Word for word, restate all of the records.

....................

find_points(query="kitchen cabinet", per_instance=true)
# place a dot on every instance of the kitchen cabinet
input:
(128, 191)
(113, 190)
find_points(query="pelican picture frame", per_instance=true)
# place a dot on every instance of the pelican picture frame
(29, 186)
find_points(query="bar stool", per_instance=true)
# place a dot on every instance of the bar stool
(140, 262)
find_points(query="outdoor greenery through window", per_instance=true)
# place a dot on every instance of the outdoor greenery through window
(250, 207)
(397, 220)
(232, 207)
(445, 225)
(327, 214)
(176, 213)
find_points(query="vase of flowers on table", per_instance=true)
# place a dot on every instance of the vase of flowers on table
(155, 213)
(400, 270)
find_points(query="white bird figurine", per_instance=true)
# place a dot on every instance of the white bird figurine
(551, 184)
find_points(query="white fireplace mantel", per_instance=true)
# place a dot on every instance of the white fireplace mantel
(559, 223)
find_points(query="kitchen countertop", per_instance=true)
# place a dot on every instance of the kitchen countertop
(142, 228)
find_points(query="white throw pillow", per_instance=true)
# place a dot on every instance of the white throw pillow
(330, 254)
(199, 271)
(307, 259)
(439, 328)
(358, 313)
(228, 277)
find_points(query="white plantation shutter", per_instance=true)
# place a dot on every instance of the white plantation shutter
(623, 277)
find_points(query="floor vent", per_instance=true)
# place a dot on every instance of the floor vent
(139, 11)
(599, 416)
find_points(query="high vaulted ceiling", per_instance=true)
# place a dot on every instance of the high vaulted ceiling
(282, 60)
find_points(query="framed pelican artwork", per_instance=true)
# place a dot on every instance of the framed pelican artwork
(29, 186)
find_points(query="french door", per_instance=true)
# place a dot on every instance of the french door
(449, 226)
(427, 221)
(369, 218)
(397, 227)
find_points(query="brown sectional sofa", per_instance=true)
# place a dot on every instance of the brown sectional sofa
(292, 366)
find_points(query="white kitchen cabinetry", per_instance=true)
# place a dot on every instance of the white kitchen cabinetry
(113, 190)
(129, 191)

....................

▸ **EXPECTED OUTPUT**
find_points(query="kitchen cabinet", per_instance=true)
# place a dot on every instance of the kitchen cabinet
input:
(128, 191)
(113, 190)
find_points(query="pelican picture frame", per_instance=true)
# place a dot on every instance of the pelican picture frame
(29, 186)
find_points(query="bar stool", per_instance=true)
# place a dot on every instance of the bar stool
(140, 262)
find_points(query="outdoor greenery through window", per_instance=true)
# place a dot on every instance of the outdoor greenery through window
(250, 207)
(397, 220)
(232, 207)
(445, 225)
(327, 214)
(176, 213)
find_points(query="vase of flowers on table", per_instance=true)
# place a dot on every instance of the vase of flowers on table
(155, 213)
(400, 270)
find_points(query="white bird figurine", per_instance=true)
# place a dot on every instance of the white bird figurine
(551, 184)
find_points(query="white fireplace mantel", per_instance=true)
# place a dot on every instance of the white fireplace mantel
(559, 223)
find_points(query="kitchen countertop", per_instance=true)
# place a dot on every instance of the kitchen countertop
(142, 228)
find_points(query="white throw pillow", per_instance=true)
# place a dot on every instance of the white throw pillow
(330, 254)
(199, 271)
(307, 259)
(439, 328)
(358, 313)
(228, 277)
find_points(query="white plantation shutter", per_instance=true)
# place a dot on every instance of the white plantation shutter
(623, 277)
find_points(query="floor vent", per_instance=true)
# place a dot on every instance of the floor vent
(139, 11)
(599, 416)
find_points(query="high vaulted ceiling", per_instance=true)
# place a dot on every instance of the high vaulted ceiling
(282, 60)
find_points(query="framed pelican artwork", per_instance=true)
# place a dot on every instance of the framed pelican artwork
(29, 186)
find_points(query="french door", per_instance=true)
# place a dot on every instance of the french door
(449, 226)
(427, 221)
(369, 218)
(397, 227)
find_points(query="brown sectional sofa", per_instance=true)
# place a dot on every instance of the brown sectional sofa
(292, 366)
find_points(query="white kitchen cabinetry", per_instance=true)
# place a dot on every instance of the white kitchen cabinetry
(113, 190)
(129, 191)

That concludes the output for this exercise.